* [What you are asked to do]:
Copy out each line of the material below that contains the string "outline", matching its case exactly.

● ● ● ● ● ● ●

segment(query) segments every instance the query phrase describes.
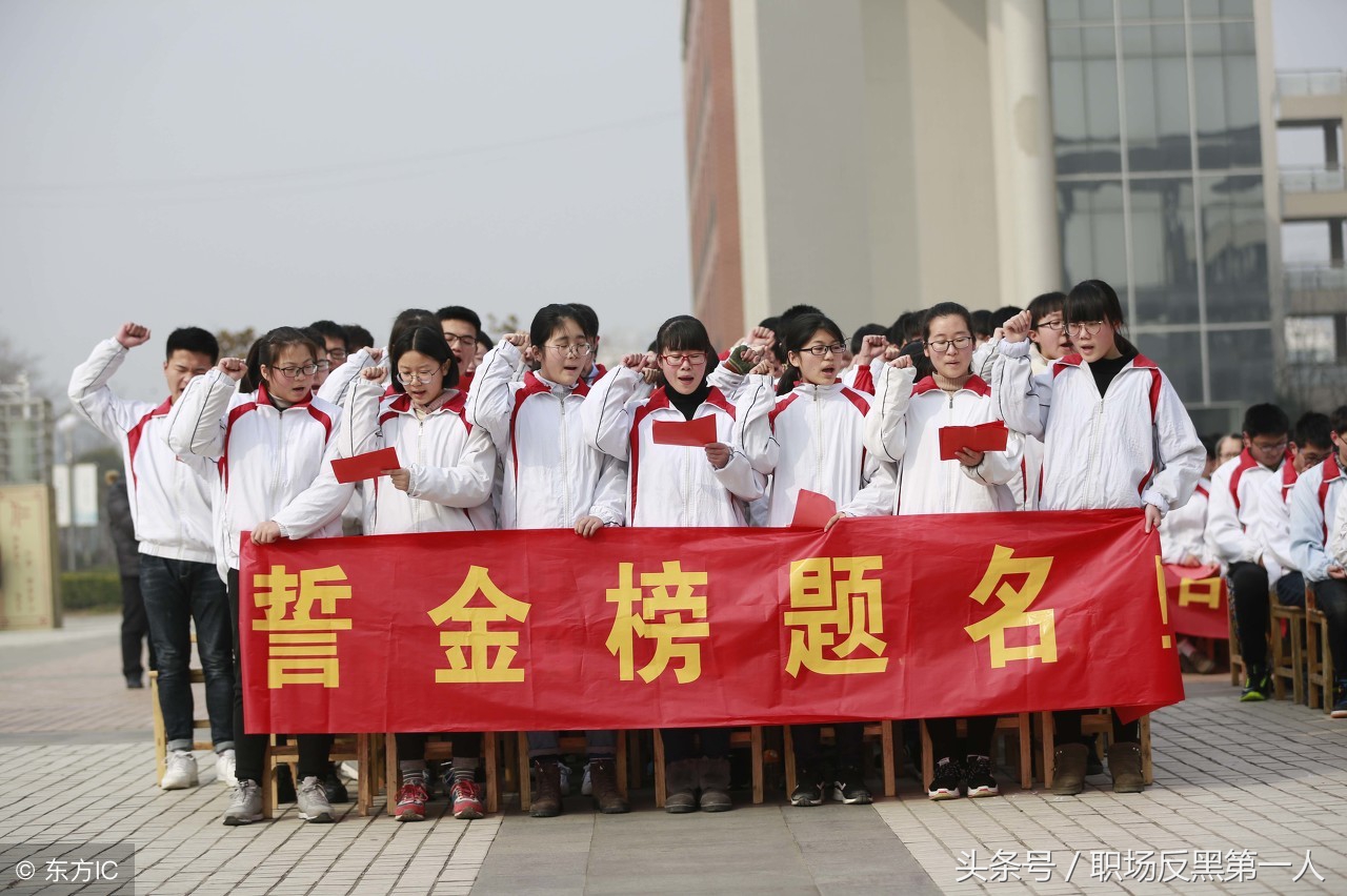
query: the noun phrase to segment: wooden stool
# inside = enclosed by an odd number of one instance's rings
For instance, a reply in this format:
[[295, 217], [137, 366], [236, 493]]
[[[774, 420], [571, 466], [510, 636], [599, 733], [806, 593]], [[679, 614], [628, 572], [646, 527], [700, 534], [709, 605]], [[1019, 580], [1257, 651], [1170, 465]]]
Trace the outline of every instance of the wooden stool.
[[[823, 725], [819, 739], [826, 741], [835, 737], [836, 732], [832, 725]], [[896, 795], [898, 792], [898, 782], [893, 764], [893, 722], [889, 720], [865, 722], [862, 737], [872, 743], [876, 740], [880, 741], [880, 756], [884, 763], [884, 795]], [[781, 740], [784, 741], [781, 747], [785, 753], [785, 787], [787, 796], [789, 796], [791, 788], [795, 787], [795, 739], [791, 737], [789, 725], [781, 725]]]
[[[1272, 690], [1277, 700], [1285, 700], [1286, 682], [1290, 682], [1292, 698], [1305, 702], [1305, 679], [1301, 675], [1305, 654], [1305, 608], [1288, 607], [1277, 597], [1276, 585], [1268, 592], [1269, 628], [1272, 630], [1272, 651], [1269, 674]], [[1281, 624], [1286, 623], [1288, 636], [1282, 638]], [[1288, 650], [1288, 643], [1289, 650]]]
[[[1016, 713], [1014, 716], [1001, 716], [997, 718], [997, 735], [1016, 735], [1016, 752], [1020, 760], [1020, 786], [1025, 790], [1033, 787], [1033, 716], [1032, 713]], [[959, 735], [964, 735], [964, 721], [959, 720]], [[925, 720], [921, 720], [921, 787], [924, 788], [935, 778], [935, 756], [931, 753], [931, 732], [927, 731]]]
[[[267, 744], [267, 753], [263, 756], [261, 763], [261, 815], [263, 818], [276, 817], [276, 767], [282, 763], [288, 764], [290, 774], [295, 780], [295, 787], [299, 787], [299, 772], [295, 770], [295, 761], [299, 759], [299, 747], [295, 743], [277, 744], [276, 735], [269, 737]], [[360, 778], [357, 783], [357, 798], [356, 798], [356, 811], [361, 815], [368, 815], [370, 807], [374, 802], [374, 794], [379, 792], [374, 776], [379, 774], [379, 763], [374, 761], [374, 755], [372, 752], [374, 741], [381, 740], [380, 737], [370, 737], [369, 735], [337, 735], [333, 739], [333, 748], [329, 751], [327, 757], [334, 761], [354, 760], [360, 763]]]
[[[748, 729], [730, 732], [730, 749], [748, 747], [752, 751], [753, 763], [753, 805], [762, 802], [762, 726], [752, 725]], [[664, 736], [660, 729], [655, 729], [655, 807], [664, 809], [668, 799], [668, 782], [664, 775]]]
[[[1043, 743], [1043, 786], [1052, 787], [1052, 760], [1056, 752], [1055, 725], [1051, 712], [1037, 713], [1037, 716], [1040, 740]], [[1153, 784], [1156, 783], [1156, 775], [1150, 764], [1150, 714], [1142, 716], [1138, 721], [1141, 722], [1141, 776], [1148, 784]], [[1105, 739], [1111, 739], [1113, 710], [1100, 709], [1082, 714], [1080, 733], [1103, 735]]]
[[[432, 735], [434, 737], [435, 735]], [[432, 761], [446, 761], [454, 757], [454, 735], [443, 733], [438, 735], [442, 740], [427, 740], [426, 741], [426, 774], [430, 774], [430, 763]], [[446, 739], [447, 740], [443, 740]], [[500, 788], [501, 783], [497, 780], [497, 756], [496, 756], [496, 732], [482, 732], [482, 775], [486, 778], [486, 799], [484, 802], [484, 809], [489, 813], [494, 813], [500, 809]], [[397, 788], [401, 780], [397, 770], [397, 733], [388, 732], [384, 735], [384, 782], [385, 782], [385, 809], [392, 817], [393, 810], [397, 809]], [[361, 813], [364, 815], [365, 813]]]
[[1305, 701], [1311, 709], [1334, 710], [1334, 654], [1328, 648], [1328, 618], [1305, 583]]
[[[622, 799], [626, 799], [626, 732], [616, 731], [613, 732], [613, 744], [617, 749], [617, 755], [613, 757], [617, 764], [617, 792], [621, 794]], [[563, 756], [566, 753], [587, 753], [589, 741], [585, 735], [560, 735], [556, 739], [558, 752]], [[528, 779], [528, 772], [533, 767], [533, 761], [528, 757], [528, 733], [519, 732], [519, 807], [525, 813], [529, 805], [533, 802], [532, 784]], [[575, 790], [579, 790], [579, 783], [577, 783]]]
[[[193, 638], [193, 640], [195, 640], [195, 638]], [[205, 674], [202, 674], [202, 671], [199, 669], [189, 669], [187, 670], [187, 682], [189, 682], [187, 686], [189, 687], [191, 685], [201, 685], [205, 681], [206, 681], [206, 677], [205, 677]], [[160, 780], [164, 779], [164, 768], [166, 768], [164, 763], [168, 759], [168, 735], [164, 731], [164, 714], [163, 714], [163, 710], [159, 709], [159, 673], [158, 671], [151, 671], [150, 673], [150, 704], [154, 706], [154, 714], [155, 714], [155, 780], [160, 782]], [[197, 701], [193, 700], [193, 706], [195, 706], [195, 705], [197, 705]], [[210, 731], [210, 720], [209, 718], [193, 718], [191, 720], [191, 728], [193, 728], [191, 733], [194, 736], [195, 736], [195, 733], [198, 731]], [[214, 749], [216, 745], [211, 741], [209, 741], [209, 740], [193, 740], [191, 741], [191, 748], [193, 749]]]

● ● ● ● ● ● ●

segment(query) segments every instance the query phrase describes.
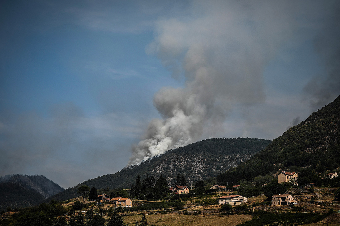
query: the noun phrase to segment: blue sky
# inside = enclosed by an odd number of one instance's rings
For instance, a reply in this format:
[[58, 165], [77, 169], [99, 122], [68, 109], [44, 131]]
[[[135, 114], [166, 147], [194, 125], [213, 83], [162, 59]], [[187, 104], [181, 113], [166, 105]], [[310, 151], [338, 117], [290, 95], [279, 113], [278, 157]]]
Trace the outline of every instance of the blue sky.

● ● ● ● ● ● ●

* [The response]:
Trace the outline of every instance of the wooden stool.
Trace the outline of every instance of the blue sky.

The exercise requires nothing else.